* [EXERCISE INSTRUCTIONS] Restate word for word the lines of the entries below, starting with the line that holds "target | stone statue" and ending with the line that holds "target | building facade", and no others.

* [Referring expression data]
Segment Open

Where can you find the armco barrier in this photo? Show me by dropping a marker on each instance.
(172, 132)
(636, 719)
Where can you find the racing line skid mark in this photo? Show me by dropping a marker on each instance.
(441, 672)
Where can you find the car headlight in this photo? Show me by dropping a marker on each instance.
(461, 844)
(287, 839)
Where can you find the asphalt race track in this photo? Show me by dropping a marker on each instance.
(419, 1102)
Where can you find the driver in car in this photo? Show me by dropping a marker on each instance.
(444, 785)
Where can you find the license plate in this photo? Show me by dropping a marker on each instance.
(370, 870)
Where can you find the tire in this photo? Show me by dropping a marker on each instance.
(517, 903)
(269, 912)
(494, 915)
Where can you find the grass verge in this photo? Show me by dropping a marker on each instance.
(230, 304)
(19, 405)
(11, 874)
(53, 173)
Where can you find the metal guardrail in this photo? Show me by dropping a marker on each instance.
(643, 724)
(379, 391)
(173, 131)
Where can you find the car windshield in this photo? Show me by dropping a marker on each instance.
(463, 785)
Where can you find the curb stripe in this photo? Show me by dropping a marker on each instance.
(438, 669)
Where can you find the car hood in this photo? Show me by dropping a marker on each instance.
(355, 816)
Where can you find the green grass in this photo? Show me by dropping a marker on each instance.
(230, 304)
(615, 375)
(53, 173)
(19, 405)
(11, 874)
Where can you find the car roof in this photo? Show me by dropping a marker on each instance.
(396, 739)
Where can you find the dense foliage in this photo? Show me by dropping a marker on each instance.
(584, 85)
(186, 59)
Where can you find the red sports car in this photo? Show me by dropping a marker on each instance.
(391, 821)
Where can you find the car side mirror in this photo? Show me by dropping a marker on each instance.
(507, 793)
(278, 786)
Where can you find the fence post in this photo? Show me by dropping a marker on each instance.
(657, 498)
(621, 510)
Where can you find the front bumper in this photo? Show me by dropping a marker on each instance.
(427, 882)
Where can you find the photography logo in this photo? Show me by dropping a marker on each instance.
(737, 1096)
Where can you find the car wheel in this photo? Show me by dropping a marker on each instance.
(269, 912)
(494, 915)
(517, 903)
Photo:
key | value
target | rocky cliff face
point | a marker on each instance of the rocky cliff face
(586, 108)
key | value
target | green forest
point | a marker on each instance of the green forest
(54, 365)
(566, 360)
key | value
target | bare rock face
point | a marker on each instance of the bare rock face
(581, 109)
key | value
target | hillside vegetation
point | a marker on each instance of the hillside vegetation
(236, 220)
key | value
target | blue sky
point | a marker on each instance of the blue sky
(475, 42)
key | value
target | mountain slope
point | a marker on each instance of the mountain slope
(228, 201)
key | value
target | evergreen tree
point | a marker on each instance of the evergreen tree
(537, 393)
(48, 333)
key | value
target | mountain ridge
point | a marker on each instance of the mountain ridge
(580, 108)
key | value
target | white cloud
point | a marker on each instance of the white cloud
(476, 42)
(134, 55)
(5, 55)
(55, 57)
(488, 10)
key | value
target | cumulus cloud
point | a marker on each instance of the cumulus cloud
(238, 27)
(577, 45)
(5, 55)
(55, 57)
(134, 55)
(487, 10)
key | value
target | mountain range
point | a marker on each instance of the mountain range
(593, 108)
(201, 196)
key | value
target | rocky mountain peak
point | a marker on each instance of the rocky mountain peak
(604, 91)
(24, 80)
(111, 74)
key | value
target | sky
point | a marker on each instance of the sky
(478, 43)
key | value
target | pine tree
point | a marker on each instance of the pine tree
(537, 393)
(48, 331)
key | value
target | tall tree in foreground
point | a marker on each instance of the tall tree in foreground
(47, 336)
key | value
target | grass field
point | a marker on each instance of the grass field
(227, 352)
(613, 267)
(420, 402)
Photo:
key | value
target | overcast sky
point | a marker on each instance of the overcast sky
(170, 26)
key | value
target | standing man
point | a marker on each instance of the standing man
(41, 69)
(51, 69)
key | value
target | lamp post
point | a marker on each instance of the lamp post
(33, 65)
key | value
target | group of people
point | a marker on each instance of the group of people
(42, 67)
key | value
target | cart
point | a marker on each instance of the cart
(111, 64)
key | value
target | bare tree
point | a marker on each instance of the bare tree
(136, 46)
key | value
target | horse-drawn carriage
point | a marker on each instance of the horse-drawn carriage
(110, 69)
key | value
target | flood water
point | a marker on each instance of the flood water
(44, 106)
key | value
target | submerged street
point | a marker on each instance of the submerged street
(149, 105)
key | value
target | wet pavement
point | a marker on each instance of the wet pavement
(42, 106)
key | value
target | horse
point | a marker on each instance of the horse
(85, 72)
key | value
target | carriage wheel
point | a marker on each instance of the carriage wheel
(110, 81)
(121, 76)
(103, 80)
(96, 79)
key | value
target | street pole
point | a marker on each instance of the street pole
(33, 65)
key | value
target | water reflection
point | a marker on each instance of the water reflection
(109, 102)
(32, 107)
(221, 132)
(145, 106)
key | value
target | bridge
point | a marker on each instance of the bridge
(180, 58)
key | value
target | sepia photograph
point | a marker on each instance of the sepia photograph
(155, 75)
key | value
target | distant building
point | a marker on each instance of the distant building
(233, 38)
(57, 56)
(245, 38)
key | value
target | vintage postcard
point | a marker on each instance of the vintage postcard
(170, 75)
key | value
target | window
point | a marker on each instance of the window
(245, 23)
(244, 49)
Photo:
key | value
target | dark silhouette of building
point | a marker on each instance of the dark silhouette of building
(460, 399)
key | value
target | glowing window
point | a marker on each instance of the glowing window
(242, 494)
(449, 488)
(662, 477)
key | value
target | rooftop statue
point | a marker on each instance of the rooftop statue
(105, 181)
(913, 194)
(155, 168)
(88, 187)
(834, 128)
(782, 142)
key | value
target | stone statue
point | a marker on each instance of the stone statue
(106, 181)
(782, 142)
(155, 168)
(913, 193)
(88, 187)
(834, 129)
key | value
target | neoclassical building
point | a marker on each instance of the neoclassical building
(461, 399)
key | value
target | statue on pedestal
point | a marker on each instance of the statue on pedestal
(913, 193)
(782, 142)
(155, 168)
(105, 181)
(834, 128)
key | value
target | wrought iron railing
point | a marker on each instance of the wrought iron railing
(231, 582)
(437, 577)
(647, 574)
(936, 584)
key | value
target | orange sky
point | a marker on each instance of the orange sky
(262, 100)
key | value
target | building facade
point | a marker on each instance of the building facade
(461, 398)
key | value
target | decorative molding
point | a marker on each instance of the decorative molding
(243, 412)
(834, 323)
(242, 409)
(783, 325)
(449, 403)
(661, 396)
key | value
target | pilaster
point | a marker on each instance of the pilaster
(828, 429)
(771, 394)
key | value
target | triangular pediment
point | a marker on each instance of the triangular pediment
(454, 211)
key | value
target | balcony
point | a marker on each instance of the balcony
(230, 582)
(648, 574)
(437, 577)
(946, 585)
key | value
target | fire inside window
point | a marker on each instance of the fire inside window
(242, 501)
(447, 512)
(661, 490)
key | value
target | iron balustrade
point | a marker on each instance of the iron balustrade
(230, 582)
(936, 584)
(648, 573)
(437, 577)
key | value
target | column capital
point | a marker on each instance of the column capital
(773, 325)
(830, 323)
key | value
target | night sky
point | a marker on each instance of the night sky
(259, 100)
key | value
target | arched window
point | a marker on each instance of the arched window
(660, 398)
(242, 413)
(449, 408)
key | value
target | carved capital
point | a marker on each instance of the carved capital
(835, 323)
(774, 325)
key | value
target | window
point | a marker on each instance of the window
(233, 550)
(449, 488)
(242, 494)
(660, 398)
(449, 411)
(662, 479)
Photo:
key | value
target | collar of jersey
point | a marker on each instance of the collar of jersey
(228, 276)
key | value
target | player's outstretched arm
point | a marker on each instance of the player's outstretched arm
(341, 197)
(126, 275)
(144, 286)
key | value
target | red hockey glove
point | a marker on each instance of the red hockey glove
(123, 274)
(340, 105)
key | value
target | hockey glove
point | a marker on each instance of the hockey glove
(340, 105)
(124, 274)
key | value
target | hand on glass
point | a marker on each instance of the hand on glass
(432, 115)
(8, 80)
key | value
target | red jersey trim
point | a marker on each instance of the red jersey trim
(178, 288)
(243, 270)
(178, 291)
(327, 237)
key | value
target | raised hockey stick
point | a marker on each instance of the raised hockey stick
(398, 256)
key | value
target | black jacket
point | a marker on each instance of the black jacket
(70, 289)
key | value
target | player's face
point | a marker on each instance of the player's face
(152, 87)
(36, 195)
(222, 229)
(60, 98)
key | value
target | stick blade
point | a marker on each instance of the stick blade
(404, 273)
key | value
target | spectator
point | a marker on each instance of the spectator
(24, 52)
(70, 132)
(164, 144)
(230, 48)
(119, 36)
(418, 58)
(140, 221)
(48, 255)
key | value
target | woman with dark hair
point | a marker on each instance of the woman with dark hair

Segment Closed

* [WRITTEN RESPONSE]
target | stone statue
point | a marker on each instance of the stone statue
(106, 181)
(782, 142)
(155, 168)
(913, 193)
(88, 187)
(834, 129)
key | value
target | neoclassical building
point | a marker on each instance of the neoclassical building
(461, 399)
key | value
target | statue on pedestal
point | a marker on each instance of the statue on pedestal
(913, 193)
(782, 142)
(155, 168)
(105, 181)
(834, 128)
key | value
target | wrought iron railing
point | a marker on each instance of the wrought iron railing
(231, 582)
(437, 577)
(647, 574)
(936, 584)
key | value
target | orange sky
point | a marker on each instance of the orange sky
(262, 100)
key | value
target | building facade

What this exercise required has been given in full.